Dataset rows

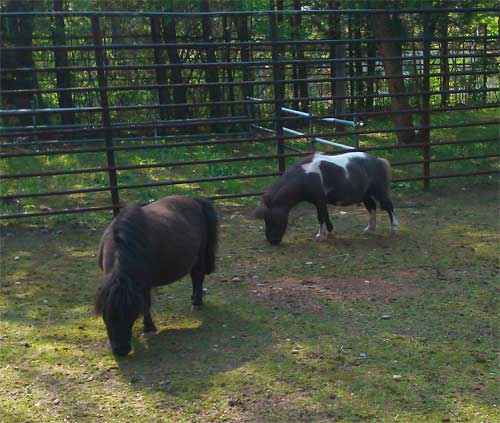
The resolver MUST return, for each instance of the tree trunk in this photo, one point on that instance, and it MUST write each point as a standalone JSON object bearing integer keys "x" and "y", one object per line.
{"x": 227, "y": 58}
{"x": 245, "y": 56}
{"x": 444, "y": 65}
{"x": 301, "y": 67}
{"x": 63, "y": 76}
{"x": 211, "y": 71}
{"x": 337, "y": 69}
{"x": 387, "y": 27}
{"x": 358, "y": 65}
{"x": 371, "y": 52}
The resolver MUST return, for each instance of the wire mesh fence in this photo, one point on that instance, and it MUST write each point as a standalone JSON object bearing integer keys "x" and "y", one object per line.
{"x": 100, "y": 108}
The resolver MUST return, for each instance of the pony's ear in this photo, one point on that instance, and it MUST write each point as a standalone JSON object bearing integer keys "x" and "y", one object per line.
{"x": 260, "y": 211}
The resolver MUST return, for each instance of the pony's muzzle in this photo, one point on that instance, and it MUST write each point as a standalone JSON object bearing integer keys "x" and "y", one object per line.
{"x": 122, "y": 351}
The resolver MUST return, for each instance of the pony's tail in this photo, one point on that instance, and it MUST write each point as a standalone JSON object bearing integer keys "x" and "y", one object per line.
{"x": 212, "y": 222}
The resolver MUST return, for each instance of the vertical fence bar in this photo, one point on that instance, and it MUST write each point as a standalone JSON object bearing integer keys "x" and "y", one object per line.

Set task
Reproduce each line word for word and drop the pictures.

The response
The resolver MUST return, for each instance of the tree trunk in this photo, one point on that instance, and it MUST write each point as a standalone JSON object bearing integer keys "x" and "y", one object per line.
{"x": 227, "y": 58}
{"x": 245, "y": 56}
{"x": 444, "y": 65}
{"x": 301, "y": 67}
{"x": 63, "y": 76}
{"x": 211, "y": 71}
{"x": 337, "y": 69}
{"x": 387, "y": 27}
{"x": 358, "y": 65}
{"x": 371, "y": 52}
The resolver MUST return, for each instance of the wire mesh fence in this photo, one point on that instance, and it MUST write each point as a standalone JSON object bearing integer keys "x" and "y", one object per line.
{"x": 100, "y": 108}
The resolver MUST return, for each instance of the pony's ear in this photo, one point on that instance, and it MUST write each point as a standalone JSON object bearing integer keys "x" and "y", one object per line.
{"x": 260, "y": 211}
The resolver MUST return, for each instance of the pony's muzzle in this photo, one point on that instance, and it MUST write each point as a standalone JSON object bearing integer keys "x" and "y", one object per line.
{"x": 122, "y": 351}
The resolver MUST return, for each instance of the pony's tail in this photo, one point on that instance, and it MUST write each point as a standalone JSON object bearing integer keys "x" and "y", one object per line.
{"x": 212, "y": 222}
The resolver MUST return, for each instance of the vertical fence bar in this photo, one point on that instance, and it MUST write each point as a standalone JSON object bearing integer keys "x" and "y", one object per line.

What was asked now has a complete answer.